--- INSTRUCTIONS FOR THE TASK ---
The complete data, repeated exactly, should form your response.
□ □ □ □ □
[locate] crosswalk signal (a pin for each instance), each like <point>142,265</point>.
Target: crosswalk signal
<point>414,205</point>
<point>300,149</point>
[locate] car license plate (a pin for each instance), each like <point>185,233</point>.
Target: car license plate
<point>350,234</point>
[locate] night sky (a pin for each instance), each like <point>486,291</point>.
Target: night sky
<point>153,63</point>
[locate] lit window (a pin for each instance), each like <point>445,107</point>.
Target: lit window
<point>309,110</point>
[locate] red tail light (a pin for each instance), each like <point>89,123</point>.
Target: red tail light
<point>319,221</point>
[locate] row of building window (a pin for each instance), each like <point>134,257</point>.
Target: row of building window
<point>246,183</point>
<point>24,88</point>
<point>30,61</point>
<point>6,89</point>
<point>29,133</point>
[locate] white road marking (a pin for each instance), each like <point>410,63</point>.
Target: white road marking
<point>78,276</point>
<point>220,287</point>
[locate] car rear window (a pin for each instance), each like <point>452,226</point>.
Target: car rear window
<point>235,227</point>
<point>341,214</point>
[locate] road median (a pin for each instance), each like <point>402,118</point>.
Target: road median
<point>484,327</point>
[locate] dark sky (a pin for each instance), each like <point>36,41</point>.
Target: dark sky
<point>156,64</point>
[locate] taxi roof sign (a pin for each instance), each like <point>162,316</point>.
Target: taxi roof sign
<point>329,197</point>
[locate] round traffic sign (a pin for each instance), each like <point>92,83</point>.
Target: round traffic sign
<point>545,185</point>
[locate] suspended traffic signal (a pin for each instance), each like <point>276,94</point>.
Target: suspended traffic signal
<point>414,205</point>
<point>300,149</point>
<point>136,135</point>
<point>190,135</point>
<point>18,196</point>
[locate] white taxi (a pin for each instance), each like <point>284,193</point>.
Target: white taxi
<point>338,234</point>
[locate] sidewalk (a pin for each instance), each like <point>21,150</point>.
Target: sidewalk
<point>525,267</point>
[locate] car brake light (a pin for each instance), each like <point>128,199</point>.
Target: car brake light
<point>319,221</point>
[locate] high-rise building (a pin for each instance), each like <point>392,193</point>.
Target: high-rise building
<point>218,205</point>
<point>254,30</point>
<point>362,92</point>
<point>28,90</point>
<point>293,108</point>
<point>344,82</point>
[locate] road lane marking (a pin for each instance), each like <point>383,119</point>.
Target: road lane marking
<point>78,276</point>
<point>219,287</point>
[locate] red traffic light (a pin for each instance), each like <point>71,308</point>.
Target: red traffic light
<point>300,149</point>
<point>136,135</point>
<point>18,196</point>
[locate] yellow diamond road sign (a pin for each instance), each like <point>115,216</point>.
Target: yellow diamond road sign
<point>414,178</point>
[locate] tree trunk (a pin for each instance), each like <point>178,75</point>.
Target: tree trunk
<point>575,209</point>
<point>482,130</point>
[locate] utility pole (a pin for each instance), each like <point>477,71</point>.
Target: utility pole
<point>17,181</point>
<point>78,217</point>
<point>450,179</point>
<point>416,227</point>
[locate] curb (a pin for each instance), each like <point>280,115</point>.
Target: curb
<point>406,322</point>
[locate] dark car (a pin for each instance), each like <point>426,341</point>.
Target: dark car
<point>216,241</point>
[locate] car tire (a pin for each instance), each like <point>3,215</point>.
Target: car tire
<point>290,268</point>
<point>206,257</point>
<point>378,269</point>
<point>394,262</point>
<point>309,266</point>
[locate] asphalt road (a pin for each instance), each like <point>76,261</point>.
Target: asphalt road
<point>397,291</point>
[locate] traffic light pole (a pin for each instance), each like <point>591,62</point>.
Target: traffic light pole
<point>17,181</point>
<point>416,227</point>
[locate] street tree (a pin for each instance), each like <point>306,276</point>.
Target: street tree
□ □ □ □ □
--- ANSWER TO THIS PROBLEM ---
[locate] crosswalk signal (a pin for each instance), each like <point>142,265</point>.
Target: crosswalk signal
<point>414,205</point>
<point>300,149</point>
[locate] car license plate (a pin for each instance), each like <point>185,233</point>.
Target: car license plate
<point>350,234</point>
[locate] night sky (a pin for each instance), each like <point>486,291</point>.
Target: night sky
<point>153,63</point>
[locate] lit window (a pin for each instance), each like <point>445,107</point>.
Target: lit window
<point>309,110</point>
[locate] red tail light (a pin for each instance), each like <point>89,123</point>.
Target: red tail light
<point>319,221</point>
[locate] row of building window (a pin for each instance), each like <point>134,257</point>.
Target: row of building window
<point>246,183</point>
<point>24,88</point>
<point>30,61</point>
<point>6,89</point>
<point>29,133</point>
[locate] white road marking (a pin for each instance), each like <point>410,63</point>.
Target: white road marking
<point>78,276</point>
<point>220,287</point>
[locate] car rear window (a pin for each instance), each like <point>452,226</point>.
Target: car rear window
<point>235,227</point>
<point>341,214</point>
[locate] road median (a pin for each instance), each like <point>402,118</point>.
Target: road median
<point>484,327</point>
[locate] dark sky (a pin for each instance), each like <point>36,41</point>.
Target: dark sky
<point>156,64</point>
[locate] taxi roof sign (a pin for each instance), each like <point>162,316</point>.
Target: taxi roof sign
<point>329,197</point>
[locate] round traffic sign (a pin for each instance), each like <point>92,83</point>.
Target: round traffic sign
<point>545,185</point>
[locate] suspended traffic signal (a pin for each instance), each like <point>276,94</point>.
Target: suspended traffic signal
<point>414,205</point>
<point>300,149</point>
<point>136,135</point>
<point>190,135</point>
<point>18,196</point>
[locate] white taxi (a pin for each instance), each like <point>284,193</point>.
Target: white taxi
<point>338,234</point>
[locate] sidewalk (a pin for each instance), each like <point>21,150</point>.
Target: sidewalk
<point>525,267</point>
[locate] car brake light (a pin for each instance), each like <point>128,199</point>.
Target: car brake light
<point>319,221</point>
[locate] high-rise building (a pin for each instance), each like <point>392,193</point>.
Target: high-rise building
<point>218,205</point>
<point>254,30</point>
<point>362,92</point>
<point>28,90</point>
<point>293,108</point>
<point>344,82</point>
[locate] road lane marking (a pin for each instance), each like <point>383,119</point>.
Target: road lane marking
<point>78,276</point>
<point>219,287</point>
[locate] red traffic light (a pin for each instance), each like <point>71,308</point>.
Target: red traffic light
<point>300,149</point>
<point>136,135</point>
<point>18,196</point>
[locate] yellow diamond road sign (a pin for each instance), each like <point>115,216</point>.
Target: yellow diamond road sign
<point>414,178</point>
[locate] tree trunk (a pin for each instance), each like <point>178,75</point>.
Target: tree trunk
<point>575,209</point>
<point>482,130</point>
[locate] utility pole (a pin for each instance), each like <point>477,71</point>.
Target: utility pole
<point>17,181</point>
<point>78,217</point>
<point>450,179</point>
<point>416,227</point>
[locate] curb (a pin for each instance), each like <point>280,115</point>.
Target: curb
<point>406,322</point>
[locate] dark car (a pin for each instance), each like <point>426,341</point>.
Target: dark car
<point>216,241</point>
[locate] car tire (a pin for each instance), each like <point>3,215</point>.
Target: car tire
<point>290,268</point>
<point>206,257</point>
<point>378,269</point>
<point>394,262</point>
<point>309,266</point>
[locate] asphalt road (a pin for each instance), each like <point>76,261</point>.
Target: asphalt road
<point>397,291</point>
[locate] traffic light pole (a pin for each instance), each like <point>591,62</point>.
Target: traffic light pole
<point>17,181</point>
<point>416,227</point>
[locate] street tree (a pin for each instance), each like <point>306,276</point>.
Target: street tree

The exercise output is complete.